--- START DOCUMENT SEGMENT ---

Note: The official Philippine data showed imports of $22.5 billion CIF, and Philippine exports of $8.4 billion FOB, for a deficit of $14.1 billion. In principle, Philippine imports should be higher at CIF basis as these left the five countries at $23.4 billion. About five percent can be added to reach $24.5 billion. This brings trade deficit to about $16.1 billion.

With respect to agri export, all the five countries exported $3.8 billion while importing only $0.6 billion, giving a lopsided surplus of $3.2 billion. Note: Official data showed Philippine imports from the five countries at only $3.4 billion CIF and exports of $0.5 billion FOB for a trade deficit of $2.8 billion. Using Asean exports to the Philippines at CIF basis, imports would reach $4.0 billion, or a trade deficit of $3.5 billion.

--- END DOCUMENT SEGMENT ---
--- START DATASET EXCERPTS ---

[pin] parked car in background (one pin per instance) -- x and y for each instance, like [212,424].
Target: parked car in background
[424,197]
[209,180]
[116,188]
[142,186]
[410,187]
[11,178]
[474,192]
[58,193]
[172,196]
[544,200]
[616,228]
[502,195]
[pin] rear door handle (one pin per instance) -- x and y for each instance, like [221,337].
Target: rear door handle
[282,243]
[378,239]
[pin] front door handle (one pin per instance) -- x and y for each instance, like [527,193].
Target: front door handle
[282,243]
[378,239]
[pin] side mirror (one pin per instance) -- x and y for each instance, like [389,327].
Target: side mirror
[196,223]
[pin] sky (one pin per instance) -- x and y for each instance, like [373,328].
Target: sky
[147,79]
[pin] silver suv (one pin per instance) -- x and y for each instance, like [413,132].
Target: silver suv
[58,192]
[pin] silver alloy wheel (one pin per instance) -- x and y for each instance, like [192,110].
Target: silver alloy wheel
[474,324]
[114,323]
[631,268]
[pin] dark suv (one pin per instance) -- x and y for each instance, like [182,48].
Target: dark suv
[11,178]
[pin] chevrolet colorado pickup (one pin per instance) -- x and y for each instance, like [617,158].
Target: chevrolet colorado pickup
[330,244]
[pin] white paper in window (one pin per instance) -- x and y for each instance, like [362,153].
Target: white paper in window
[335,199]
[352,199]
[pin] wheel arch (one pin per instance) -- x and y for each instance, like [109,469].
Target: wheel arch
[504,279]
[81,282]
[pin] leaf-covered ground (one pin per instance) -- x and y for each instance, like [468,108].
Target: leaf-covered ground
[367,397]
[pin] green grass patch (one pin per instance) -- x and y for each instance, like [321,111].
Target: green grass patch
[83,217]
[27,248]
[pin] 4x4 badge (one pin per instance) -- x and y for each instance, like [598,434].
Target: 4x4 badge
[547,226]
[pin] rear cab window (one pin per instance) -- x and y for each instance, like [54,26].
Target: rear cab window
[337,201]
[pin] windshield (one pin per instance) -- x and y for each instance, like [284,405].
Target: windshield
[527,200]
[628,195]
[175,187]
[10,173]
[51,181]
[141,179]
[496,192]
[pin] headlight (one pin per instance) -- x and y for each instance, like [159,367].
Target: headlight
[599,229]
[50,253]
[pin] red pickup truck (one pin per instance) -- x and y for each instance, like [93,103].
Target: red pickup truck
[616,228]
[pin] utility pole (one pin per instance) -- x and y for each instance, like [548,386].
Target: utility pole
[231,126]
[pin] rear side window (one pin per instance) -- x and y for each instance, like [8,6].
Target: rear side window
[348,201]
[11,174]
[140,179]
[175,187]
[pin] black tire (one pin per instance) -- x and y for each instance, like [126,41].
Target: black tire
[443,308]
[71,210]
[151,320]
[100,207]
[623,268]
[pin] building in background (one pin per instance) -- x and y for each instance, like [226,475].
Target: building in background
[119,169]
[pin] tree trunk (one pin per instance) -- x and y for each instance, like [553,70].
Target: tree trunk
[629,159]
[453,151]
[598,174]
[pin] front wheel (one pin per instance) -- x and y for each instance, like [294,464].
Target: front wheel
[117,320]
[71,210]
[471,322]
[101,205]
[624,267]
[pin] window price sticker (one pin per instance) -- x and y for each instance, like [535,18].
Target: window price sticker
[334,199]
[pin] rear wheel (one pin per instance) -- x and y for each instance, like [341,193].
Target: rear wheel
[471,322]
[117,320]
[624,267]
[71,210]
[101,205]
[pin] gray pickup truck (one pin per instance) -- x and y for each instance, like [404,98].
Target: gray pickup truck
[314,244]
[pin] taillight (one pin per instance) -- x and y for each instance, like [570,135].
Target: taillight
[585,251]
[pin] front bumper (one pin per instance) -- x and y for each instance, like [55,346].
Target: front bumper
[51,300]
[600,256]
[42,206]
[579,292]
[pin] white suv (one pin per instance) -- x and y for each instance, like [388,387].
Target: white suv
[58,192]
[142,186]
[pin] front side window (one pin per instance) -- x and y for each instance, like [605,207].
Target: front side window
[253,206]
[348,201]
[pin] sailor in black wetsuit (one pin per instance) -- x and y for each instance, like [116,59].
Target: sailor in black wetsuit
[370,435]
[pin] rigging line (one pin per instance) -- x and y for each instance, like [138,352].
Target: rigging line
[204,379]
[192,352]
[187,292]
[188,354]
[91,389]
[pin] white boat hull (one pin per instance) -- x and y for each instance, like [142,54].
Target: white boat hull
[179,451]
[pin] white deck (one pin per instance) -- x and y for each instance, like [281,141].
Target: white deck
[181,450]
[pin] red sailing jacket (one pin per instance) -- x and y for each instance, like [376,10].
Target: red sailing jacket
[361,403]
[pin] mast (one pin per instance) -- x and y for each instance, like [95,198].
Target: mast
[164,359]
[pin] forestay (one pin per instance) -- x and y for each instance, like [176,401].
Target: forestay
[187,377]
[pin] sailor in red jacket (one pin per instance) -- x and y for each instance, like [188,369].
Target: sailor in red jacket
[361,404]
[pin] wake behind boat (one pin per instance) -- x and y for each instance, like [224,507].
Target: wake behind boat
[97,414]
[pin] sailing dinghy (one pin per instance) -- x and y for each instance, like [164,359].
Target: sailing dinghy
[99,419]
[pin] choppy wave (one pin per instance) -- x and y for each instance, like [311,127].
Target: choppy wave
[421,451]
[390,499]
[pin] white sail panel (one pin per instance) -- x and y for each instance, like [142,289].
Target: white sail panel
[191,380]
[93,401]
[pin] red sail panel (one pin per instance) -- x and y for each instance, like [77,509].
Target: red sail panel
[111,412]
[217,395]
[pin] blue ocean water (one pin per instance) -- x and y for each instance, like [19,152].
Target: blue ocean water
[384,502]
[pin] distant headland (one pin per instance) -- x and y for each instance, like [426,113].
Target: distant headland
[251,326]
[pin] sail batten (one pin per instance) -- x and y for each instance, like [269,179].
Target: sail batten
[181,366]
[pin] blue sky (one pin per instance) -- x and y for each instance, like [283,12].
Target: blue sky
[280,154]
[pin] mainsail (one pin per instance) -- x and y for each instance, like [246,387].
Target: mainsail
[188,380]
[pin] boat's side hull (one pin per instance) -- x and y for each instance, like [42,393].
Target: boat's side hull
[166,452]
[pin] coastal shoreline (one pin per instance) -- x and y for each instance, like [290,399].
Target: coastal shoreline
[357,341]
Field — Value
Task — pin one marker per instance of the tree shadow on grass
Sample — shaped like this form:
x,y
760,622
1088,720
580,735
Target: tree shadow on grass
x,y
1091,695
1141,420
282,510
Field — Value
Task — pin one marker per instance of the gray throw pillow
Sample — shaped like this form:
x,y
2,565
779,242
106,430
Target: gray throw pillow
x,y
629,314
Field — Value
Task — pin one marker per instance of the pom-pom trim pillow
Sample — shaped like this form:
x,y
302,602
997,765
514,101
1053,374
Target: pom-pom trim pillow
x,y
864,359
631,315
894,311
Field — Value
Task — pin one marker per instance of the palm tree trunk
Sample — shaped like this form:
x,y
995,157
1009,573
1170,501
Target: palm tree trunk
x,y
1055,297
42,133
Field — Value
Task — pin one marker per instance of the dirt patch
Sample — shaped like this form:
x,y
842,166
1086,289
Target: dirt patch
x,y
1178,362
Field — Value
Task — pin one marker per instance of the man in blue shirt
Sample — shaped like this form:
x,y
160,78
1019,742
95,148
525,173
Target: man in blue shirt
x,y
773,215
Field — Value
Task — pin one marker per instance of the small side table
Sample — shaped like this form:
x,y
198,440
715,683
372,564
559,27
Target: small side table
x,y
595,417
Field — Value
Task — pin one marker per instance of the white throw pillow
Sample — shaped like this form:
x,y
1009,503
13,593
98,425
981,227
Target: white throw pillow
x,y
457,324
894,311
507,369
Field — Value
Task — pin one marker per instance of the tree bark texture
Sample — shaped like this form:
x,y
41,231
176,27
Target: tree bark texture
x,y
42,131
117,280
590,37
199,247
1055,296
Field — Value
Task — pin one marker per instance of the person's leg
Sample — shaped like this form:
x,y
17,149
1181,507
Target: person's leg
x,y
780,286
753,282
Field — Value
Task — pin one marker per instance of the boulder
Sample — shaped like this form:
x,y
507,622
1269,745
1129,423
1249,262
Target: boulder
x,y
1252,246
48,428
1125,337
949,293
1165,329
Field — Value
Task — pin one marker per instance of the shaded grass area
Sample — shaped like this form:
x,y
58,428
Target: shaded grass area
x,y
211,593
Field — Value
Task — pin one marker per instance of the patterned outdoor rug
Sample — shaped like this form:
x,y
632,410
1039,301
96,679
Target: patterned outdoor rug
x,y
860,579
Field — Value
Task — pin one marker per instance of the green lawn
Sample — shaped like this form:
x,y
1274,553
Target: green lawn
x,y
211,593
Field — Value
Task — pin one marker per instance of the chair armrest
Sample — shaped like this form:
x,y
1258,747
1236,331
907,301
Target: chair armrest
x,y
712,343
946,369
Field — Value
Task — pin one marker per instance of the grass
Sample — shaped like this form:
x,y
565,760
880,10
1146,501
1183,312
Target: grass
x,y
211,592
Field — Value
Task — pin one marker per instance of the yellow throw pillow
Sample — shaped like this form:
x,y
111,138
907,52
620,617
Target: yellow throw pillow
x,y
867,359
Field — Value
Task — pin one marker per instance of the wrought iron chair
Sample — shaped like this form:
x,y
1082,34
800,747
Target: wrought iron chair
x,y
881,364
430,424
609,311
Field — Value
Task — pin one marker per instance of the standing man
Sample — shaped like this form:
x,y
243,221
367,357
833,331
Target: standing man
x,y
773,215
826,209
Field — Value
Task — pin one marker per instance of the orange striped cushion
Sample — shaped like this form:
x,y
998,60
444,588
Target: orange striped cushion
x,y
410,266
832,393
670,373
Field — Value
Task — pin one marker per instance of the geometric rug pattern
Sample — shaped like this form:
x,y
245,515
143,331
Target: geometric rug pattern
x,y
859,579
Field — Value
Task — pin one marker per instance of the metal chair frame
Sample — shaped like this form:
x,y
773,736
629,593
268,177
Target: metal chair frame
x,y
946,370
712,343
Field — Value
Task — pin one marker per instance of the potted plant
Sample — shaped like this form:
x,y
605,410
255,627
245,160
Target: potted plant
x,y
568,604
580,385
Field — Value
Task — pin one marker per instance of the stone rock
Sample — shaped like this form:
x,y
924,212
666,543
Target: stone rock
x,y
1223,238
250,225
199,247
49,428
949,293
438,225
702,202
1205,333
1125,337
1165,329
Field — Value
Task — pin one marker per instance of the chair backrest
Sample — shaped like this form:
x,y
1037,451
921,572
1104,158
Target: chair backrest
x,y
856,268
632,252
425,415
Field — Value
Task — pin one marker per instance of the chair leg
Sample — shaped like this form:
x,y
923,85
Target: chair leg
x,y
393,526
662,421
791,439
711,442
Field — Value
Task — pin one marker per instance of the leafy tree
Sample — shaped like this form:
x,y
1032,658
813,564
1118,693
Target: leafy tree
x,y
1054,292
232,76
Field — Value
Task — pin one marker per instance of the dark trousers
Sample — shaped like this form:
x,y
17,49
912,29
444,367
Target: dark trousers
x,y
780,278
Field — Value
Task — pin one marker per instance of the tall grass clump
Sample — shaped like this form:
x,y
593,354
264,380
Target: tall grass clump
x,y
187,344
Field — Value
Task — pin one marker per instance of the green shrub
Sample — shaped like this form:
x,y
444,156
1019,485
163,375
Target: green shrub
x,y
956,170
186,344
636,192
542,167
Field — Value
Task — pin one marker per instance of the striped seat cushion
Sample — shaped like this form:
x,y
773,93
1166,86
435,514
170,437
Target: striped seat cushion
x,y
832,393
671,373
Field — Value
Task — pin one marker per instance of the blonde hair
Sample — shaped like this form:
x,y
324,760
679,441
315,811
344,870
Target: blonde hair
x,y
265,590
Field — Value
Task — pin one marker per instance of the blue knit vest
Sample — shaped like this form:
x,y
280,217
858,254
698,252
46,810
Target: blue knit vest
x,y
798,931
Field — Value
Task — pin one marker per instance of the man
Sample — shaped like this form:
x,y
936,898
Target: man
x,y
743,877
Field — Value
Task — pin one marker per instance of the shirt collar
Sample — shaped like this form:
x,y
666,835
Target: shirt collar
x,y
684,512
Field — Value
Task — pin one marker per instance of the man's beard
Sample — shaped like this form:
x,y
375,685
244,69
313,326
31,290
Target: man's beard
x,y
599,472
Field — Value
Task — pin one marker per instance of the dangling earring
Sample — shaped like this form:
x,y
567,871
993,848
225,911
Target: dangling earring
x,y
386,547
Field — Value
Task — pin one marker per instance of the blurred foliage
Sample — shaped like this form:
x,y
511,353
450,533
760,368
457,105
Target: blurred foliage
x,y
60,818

--- END DATASET EXCERPTS ---

PROMPT A: In the Philippine trade passage, how large was the surplus the five countries had on agricultural exports?
PROMPT B: Return every line of the entries that contains the string "chair". Case counts.
The Philippine trade passage and the entries are separate material.

SOLUTION A: $3.2 billion.

SOLUTION B:
Task — pin one marker per instance of the chair armrest
Target: chair armrest
Task — pin one marker per instance of the wrought iron chair
Target: wrought iron chair
Task — pin one marker per instance of the metal chair frame
Target: metal chair frame
Task — pin one marker per instance of the chair backrest
Target: chair backrest
Task — pin one marker per instance of the chair leg
Target: chair leg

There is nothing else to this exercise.